____ Source passage

Raging cynics and gay men who hate gyms, bars, musical theater revivals and IKEA: meet your official spokesman. In his latest play, “Going Native,” Steven Drukman makes an attempt at an anthropological study of the American gay community and a proposed antidote to what he calls the “identi-kit approach to personality.”

“In this age when ‘difference’ is celebrated, we can easily lose sight of what makes us the same, our humanity” says Drukman. The playwright’s goal is ambitious, but the personalities of “Going Native” are caricatures, and the actors explore only the realm of the superficial.

For his mouthpiece, Drukman uses Paul (David Adkins), a 35-year-old gay Jewish man who works as a temp at the Museum of Natural History. The action of the play is interspersed with Paul’s soliloquies, which range from funny to preachy and break up the action haphazardly. David Adkins gives an energetic and upbeat performance which, although it is at times endearing, is often inappropriate for the character of Paul, who is written as a raging cynic. Jessica Walter is colorful and entertaining as Paul’s mother — her performance is by far the most successful. The other actors seem to jump obviously and too hard on their punch lines to wring laughs out of the audience.

________
____ Exercise data

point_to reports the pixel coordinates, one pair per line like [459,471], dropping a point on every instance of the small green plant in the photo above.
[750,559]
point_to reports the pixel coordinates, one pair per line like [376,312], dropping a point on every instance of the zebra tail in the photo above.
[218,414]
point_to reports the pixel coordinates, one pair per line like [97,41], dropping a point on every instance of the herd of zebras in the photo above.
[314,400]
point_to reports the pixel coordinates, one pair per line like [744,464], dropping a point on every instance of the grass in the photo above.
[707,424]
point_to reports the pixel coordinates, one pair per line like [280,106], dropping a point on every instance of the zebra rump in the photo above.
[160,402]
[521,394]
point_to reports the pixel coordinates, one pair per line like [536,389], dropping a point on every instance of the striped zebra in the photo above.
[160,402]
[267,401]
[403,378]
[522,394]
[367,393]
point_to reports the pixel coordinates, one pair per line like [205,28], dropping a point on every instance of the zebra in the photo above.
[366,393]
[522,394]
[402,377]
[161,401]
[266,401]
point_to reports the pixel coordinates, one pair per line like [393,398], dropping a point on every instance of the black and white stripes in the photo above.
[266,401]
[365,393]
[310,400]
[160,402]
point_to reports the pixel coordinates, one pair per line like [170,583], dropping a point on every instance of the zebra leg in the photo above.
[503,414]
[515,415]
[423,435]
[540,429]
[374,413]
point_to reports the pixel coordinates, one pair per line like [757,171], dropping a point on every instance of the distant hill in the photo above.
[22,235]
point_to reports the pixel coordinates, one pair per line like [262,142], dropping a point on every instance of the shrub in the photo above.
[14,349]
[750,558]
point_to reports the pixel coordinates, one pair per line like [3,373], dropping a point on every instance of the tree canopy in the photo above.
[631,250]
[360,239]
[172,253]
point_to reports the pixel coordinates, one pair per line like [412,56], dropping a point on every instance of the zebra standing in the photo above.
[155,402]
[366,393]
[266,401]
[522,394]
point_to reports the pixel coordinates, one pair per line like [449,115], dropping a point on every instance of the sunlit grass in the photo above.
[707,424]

________
____ Exercise data

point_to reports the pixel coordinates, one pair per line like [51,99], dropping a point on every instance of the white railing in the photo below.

________

→ **Exercise goal**: According to the review, where does Paul work as a temp? Base the response solely on the review.

→ **Result of this exercise**: At the Museum of Natural History.